**Source extract**
▼
Ok, tried that (just a note I had done this before through the registry), restarted twice and it's still giving me the error message. I also want to reiterate that nothing is plugged in to any of my USB ports, so there is nothing to unplug and plug back in. Strangely enough though I only have 6 USB ports and my device manager is showing 8, 7 unused ports and 1 unknown USB device. Am I missing something? Is it counting something else as a USB port?


----------



## kinbard

*Re: USB Device Not Recognized... Nothing plugged in!*

What type of pc is this?


----------



## Terrister

*Re: USB Device Not Recognized... Nothing plugged in!*

I have seen something like this before on a laptop. Take a look at all the usb ports and see if one looks damaged. I have seen a broken usb port think it had something plugged in and keep trying to load it. It was 2 of the pins shorted in the plug that caused it.


----------



## CatlinPM

*Re: USB Device Not Recognized... Nothing plugged in!*

It's my husband's home build PC, so bear in mind I'm not as familiar with all the specs on his as compared to mine. He has an abit AW9D-MAX Motherboard w/ a core2duo E6400 CPU, 2GB of Corsair XMS2 DDR2 Memory, 2 ATI Radeon X1950Pro Video Cards (Crossfire), a sound blaster X-Fi Xtreme Gamer sound card, a Western Digital 190GB SATA hard drive, a thermaltake 700W power supply, a Samsung DVD Writer, and a floppy drive.


----------



## CatlinPM

*Re: USB Device Not Recognized... Nothing plugged in!*

That's it! One of the USB ports on the top of the case had a pin that appeared to have been bent. I turned off the computer and power, and manually tried to fix the pin. Turned the computer back on and no more error message!


----------



## speedster123

*Re: USB Device Not Recognized... Nothing plugged in!*

fixed by terrister
ray:


----------



## Terrister

*Re: USB Device Not Recognized... Nothing plugged in!*

Glad we could help. It took me awhile to figure this out when it happened to mine.


----------



## kinbard

*Re: USB Device Not Recognized... Nothing plugged in!*

Will add that to my bag of tricks! Good info.
▲
**Short exercise 1**
In the forum thread, how many USB ports does the PC have, and how many does the device manager show?
**Short exercise 2**
Retype the part of the forum thread starting with "Ok, tried that" and going on through "a USB port?".
**Short exercise 3**
Sum up the forum thread in two sentences.
The rows after this point are separate material, apart from the forum thread.

**Extracted data**
▼
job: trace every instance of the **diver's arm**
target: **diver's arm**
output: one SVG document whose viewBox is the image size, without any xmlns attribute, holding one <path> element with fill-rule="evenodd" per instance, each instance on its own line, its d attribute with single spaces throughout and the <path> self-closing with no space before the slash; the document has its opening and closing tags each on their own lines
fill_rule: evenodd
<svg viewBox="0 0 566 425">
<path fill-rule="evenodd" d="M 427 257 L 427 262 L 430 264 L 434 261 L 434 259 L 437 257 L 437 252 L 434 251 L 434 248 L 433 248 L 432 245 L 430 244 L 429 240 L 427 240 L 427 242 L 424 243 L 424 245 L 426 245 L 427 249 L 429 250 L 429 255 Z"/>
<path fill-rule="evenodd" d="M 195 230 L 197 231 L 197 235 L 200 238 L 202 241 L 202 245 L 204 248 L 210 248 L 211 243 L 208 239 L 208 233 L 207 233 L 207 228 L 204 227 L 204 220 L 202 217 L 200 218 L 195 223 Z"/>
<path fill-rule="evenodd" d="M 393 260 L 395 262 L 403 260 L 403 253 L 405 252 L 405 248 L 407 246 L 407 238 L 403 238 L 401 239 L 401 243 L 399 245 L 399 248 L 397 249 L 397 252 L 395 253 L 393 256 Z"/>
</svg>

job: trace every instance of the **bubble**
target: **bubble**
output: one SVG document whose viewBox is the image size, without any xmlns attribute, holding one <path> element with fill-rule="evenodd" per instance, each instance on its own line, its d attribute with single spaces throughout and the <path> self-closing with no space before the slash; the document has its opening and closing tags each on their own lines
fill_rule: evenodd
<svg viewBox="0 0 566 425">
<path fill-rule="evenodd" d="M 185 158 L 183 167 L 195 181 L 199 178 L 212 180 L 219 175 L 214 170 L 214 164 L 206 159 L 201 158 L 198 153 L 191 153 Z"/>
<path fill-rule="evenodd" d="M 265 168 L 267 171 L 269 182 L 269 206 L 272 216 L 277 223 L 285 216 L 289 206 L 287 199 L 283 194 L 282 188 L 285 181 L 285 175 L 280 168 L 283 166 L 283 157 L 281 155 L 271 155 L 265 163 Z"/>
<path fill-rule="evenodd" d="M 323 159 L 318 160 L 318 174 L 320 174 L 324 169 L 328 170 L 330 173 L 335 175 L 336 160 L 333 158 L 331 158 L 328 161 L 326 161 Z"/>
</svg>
▲
**Full answer 1**
The PC has 6 USB ports, but the device manager shows 8.

**Full answer 2**
Ok, tried that (just a note I had done this before through the registry), restarted twice and it's still giving me the error message. I also want to reiterate that nothing is plugged in to any of my USB ports, so there is nothing to unplug and plug back in. Strangely enough though I only have 6 USB ports and my device manager is showing 8, 7 unused ports and 1 unknown USB device. Am I missing something? Is it counting something else as a USB port?

**Full answer 3**
A poster keeps getting a "USB Device Not Recognized" error even though nothing is plugged in, and the device manager lists 8 USB ports on a PC that has only 6. Another user suggests checking for a damaged port, having seen two shorted pins cause this before, and the poster finds a bent pin in a port on top of the case, fixes it with the power off, and the error stops.